[A run of records]
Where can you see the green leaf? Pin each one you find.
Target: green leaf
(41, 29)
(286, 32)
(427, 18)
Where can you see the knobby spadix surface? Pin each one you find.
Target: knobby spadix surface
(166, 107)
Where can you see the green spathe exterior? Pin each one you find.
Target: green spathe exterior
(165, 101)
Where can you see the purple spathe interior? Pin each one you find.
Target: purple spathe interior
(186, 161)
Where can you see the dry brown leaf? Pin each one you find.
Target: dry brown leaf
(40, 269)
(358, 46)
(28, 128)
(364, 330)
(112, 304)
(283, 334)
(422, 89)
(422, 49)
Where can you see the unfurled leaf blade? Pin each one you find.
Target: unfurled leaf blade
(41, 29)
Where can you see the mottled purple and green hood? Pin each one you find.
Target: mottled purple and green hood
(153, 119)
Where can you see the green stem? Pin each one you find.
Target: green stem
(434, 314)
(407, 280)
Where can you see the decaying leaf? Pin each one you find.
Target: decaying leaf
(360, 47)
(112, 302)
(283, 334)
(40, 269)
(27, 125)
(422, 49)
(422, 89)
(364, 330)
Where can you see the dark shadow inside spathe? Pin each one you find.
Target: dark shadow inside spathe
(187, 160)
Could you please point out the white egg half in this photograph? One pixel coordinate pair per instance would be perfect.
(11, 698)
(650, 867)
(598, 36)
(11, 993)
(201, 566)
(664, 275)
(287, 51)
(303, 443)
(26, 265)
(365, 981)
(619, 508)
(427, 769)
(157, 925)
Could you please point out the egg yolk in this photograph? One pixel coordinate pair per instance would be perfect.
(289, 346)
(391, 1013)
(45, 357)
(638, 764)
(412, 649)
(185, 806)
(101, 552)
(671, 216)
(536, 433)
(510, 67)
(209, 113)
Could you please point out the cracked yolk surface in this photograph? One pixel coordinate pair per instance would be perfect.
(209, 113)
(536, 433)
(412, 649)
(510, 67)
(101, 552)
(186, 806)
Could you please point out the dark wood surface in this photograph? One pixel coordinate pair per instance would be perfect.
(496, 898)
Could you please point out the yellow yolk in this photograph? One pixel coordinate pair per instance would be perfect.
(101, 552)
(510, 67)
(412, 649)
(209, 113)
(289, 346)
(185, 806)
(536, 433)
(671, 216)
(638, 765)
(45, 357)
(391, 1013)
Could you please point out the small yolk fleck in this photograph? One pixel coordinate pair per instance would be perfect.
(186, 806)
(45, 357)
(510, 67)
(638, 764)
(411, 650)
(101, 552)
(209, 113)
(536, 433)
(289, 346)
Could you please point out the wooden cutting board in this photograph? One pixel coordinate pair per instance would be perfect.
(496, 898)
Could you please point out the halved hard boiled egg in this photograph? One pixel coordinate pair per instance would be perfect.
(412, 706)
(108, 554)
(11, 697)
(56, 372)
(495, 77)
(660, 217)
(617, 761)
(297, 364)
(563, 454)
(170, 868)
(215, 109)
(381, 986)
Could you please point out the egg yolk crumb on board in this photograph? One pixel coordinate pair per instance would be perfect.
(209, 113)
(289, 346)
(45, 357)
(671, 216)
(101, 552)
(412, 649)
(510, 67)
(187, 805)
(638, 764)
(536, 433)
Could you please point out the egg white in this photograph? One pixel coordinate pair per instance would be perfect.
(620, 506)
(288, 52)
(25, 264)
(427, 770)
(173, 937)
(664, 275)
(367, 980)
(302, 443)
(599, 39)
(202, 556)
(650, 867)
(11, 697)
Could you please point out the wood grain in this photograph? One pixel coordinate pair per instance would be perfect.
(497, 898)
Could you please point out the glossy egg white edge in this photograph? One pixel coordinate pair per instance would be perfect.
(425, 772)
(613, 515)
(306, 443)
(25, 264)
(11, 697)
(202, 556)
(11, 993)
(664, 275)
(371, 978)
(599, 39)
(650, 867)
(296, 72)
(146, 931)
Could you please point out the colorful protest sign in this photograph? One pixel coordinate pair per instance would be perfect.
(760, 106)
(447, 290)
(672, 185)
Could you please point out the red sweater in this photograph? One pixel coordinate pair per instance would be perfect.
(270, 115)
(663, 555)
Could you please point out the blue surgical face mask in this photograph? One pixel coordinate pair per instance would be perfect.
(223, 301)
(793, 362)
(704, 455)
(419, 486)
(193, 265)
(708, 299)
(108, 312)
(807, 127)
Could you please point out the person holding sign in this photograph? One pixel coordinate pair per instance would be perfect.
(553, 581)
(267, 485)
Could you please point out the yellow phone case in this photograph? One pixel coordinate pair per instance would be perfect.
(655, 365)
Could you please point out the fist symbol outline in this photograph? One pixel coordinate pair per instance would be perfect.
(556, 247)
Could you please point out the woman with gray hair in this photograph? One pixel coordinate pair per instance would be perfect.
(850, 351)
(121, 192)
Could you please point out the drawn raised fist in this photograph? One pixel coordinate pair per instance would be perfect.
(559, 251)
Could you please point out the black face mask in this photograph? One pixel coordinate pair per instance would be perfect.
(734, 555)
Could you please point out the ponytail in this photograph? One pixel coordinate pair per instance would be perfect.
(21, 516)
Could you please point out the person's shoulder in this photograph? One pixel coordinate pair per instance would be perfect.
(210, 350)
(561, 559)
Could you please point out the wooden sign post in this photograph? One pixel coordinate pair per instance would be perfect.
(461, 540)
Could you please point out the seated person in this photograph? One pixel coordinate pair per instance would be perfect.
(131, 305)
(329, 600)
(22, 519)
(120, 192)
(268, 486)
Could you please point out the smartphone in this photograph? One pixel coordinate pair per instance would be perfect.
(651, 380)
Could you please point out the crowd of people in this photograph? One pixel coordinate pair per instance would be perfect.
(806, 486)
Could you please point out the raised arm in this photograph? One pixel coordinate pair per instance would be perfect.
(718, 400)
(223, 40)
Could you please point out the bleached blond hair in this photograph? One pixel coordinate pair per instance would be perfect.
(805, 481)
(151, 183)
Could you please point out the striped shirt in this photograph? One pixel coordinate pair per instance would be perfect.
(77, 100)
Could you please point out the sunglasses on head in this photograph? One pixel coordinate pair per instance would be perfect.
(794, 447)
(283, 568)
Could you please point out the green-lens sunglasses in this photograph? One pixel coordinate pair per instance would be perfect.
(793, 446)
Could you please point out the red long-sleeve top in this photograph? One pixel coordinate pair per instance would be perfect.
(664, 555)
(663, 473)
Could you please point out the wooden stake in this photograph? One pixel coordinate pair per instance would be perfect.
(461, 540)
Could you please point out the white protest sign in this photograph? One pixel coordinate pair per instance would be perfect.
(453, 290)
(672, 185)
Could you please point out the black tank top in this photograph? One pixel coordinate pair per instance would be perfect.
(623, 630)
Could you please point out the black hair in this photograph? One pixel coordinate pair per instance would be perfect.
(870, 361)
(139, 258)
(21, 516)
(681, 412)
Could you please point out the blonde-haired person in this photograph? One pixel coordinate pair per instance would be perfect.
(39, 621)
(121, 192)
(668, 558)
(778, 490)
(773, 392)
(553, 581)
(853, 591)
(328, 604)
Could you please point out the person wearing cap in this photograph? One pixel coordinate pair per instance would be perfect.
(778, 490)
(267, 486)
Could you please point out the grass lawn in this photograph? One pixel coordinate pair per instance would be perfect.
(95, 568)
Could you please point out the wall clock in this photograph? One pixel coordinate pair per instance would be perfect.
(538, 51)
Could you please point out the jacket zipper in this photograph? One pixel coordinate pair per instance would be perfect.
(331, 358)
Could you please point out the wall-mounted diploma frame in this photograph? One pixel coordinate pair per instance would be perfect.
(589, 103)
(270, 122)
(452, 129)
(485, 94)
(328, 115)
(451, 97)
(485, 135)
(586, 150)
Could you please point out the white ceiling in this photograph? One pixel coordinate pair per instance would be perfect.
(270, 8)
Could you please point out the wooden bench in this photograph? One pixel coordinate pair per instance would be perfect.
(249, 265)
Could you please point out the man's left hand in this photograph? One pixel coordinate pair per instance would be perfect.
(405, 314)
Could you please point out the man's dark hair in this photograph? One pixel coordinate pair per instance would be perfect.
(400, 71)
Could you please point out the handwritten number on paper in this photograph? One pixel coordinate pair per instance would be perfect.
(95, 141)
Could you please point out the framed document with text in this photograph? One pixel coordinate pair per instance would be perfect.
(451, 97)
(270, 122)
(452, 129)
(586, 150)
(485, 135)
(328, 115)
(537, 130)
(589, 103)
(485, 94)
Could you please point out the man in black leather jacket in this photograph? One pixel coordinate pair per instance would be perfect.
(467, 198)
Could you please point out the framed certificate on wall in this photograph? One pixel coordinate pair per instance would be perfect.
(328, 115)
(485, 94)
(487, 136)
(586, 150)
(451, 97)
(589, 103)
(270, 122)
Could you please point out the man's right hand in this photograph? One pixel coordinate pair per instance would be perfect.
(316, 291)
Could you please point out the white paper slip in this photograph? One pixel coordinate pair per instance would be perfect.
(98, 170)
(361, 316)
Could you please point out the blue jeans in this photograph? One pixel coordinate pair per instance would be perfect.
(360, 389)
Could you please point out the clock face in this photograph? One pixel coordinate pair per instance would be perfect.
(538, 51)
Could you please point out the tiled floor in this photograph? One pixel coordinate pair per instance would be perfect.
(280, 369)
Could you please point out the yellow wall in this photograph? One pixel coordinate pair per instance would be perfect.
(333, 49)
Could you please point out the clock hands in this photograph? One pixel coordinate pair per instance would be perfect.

AIM OF THE TASK:
Every line from the one containing "Could you please point out the man's dark" through the end of the data must be repeated exactly, and no other line.

TASK SOLUTION:
Could you please point out the man's dark hair in this photograph? One pixel coordinate pair per instance would be perfect.
(400, 71)
Could you please point out the handwritten number on paper in this photograph? One pixel coordinate pair per instance would be perfect.
(95, 141)
Could you please point out the framed document with text in this photograph? One pixel coordinate pair per instance would be perfect.
(451, 97)
(270, 122)
(452, 129)
(586, 150)
(485, 135)
(328, 115)
(537, 130)
(589, 103)
(485, 94)
Could you please point out the man in black leather jacket in this photograph? One pixel coordinate pair per instance would be perfect.
(467, 198)
Could you please point out the framed certificate on wall in this photograph? One pixel coordinate pair per instance would be perfect.
(328, 115)
(485, 94)
(487, 136)
(586, 150)
(451, 97)
(589, 103)
(270, 122)
Could you please point out the man's right hand in this photograph? One pixel coordinate pair per instance would be perfect.
(316, 291)
Could you please point out the white paper slip in this photograph? One pixel coordinate pair per instance would be perfect.
(98, 170)
(361, 316)
Could you please point out the blue jeans in this photograph? One pixel coordinate pair per instance would be perfect.
(360, 389)
Could you please point out the clock face in this photograph? One pixel coordinate pair per instance would be perfect.
(538, 51)
Could you please point out the tiled floor in this photograph? One pixel coordinate pair per instance would be perfect.
(280, 369)
Could you please point out the yellow wall in this photograph? One pixel coordinate pair per instance would be perfect.
(333, 49)
Could you please point out the clock hands in this photograph? One pixel coordinate pair per instance would be perfect.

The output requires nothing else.